Work required: Copy the listing from its first line down to the line containing "[602,364,845,671]", changing "waffle" to "linen" and leaving everything else untouched.

** start Records **

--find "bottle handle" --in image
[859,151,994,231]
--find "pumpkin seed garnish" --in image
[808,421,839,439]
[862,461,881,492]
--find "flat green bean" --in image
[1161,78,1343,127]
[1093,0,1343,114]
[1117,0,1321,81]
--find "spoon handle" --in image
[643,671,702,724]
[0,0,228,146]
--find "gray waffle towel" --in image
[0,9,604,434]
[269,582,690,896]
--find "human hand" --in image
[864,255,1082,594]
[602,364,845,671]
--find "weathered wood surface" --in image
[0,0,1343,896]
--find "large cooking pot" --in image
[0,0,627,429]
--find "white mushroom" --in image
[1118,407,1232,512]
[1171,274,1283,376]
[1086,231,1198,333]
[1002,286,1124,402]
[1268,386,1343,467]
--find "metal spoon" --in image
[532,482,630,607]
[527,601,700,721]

** end Records **

The result:
--find "bottle handle" --in image
[859,151,994,231]
--find "pumpkin seed garnish" --in image
[808,421,839,439]
[862,461,881,492]
--find "flat green bean" --in image
[1161,78,1343,127]
[1093,0,1343,114]
[1117,0,1321,81]
--find "spoon handle" --in image
[643,671,702,724]
[0,0,228,146]
--find "gray linen towel" --in image
[0,9,604,434]
[269,582,690,896]
--find "human hand" --in image
[864,255,1082,594]
[602,364,845,671]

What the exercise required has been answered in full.